>> begin Selected text

# Unable to create /usr partition



## Armus (Jan 13, 2010)

I'm trying to install FreeBSD 8.0 (amd64) using VirtualBox, host OS is Windows Vista SP2 Home Premium(32-bit). The computer is a Compaq Presario CQ-50 laptop. 

During installation, when I get to the "Disklabel Editor" I press *A* (Auto Defaults) and it says: "Unable to create the /usr partition. Not enough space? You will need to partition the disk manually with a custom install!"

The virtual disk is 2GB (too small?) and it's set to grow dynamically.


----------



## Armus (Jan 13, 2010)

Sorry for double-post, couldn't find an Edit-button.

Here's an image: http://img508.imageshack.us/img508/1548/freebsd.jpg


----------



## SIFE (Jan 13, 2010)

you have to chose enouth space ,that is the sysinstall say .


----------



## Armus (Jan 13, 2010)

SIFE said:
			
		

> you have to chose enouth space ,that is the sysinstall say .


The virtual disk is too small?


----------



## SirDice (Jan 13, 2010)

Yes. 2GB is too small. Both /var and /tmp are 1GB. If you have 1GB of RAM in that machine it'll try to create a 2GB swap too.


----------



## Oxyd (Jan 13, 2010)

Give it a 10 GB virtual disk, and you should be fine.  VirtualBox uses growing disk images, so a 10 GB max virtual disk won't really take up 10 gigs of your real hard drive space.  Well, at least not until you really put 10 gigs worth of data into it.


----------



## Armus (Jan 13, 2010)

Thanks everyone! Created a 10 GB virtual drive instead and it installed successfully! :e


----------

>> end Selected text
>> begin Entries

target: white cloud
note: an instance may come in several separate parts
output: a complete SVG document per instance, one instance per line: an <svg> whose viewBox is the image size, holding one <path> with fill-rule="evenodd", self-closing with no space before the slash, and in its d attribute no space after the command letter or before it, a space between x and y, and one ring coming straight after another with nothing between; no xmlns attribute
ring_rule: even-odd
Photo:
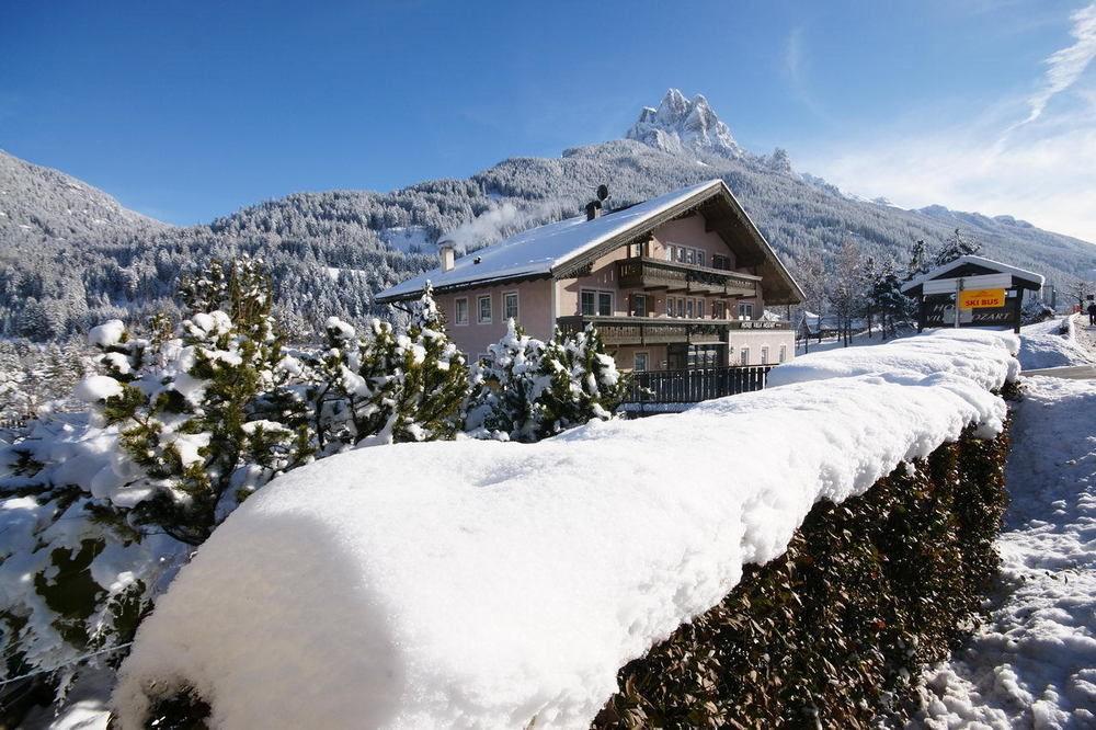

>> end Entries

• To-do list:
- A) Rewrite the paragraph in the forum thread that begins "Give it a 10 GB virtual disk" in fewer words, keeping its main facts.
- B) Retype the forum thread word for word from "During installation, when" to "find an Edit-button.".
None of the entries are needed for this work.

• Answers:
- A) A 10 GB virtual disk should work. Because VirtualBox disk images grow as needed, a disk with a 10 GB maximum won't use 10 GB of real drive space until that much data is actually stored on it.

- B)
During installation, when I get to the "Disklabel Editor" I press *A* (Auto Defaults) and it says: "Unable to create the /usr partition. Not enough space? You will need to partition the disk manually with a custom install!"

The virtual disk is 2GB (too small?) and it's set to grow dynamically.


----------



## Armus (Jan 13, 2010)

Sorry for double-post, couldn't find an Edit-button.